▶ EXERCISE: Copy each line of the entries that includes the word "house".

Saved entries
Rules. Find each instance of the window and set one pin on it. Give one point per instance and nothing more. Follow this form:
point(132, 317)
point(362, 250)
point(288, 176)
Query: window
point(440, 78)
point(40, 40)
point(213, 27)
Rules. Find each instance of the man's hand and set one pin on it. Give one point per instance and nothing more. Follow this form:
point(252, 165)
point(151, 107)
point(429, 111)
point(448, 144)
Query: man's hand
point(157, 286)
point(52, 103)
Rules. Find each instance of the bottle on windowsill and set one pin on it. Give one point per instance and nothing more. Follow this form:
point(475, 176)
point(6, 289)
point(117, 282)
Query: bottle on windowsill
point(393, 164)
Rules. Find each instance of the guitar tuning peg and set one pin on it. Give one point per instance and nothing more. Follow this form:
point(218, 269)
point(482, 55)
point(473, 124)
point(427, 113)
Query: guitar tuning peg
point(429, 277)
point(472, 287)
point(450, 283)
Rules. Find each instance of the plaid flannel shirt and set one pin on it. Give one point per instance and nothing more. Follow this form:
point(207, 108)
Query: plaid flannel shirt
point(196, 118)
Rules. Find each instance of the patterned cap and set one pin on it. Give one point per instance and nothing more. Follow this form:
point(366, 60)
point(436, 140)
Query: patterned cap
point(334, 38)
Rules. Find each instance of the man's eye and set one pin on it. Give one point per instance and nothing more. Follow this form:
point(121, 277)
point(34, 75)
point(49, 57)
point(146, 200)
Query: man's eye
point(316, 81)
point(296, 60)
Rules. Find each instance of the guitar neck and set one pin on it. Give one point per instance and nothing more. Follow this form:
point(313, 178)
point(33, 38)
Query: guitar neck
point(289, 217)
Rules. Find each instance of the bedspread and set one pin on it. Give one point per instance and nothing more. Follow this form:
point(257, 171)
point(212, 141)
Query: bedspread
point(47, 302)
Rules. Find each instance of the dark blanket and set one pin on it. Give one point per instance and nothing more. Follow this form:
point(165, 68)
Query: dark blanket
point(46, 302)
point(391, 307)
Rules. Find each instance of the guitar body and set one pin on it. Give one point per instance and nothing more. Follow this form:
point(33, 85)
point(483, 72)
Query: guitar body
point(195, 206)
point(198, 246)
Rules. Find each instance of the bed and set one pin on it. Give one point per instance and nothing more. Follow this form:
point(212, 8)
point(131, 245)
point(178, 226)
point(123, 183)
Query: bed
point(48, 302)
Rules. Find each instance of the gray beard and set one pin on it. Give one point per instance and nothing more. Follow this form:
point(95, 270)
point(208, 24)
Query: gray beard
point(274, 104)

---

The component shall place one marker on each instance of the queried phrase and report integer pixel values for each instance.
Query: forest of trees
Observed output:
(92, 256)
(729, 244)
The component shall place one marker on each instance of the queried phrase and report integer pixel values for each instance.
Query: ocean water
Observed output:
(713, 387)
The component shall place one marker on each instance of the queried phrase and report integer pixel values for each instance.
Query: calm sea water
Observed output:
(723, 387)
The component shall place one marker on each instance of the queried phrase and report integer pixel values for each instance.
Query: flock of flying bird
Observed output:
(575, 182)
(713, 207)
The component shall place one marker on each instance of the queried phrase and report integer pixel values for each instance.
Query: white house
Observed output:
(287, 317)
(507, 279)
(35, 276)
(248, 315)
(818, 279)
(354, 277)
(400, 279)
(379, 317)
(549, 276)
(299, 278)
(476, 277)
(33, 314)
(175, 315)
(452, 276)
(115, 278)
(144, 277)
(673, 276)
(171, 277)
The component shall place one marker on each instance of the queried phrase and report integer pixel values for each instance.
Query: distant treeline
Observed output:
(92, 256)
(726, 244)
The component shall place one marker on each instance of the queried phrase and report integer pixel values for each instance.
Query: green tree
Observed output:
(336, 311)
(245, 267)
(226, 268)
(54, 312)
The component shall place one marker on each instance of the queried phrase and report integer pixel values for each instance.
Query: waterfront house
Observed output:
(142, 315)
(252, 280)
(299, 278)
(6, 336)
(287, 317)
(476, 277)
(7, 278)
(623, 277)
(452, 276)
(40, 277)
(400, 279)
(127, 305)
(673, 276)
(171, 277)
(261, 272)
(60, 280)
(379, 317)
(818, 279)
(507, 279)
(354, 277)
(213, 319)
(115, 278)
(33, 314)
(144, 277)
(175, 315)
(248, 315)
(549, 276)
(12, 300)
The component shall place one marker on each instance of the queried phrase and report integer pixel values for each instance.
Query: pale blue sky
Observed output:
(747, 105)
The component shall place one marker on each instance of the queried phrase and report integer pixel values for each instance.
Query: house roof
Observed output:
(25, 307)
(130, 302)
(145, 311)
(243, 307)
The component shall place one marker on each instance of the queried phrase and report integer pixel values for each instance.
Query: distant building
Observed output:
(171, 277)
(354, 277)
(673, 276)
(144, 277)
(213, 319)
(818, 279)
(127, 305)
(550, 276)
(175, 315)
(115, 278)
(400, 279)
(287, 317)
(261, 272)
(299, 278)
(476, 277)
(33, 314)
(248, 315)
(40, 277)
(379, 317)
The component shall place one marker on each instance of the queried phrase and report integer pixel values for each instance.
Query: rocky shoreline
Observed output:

▶ FINISHED EXERCISE:
Query: white house
Query: waterfront house
Query: house roof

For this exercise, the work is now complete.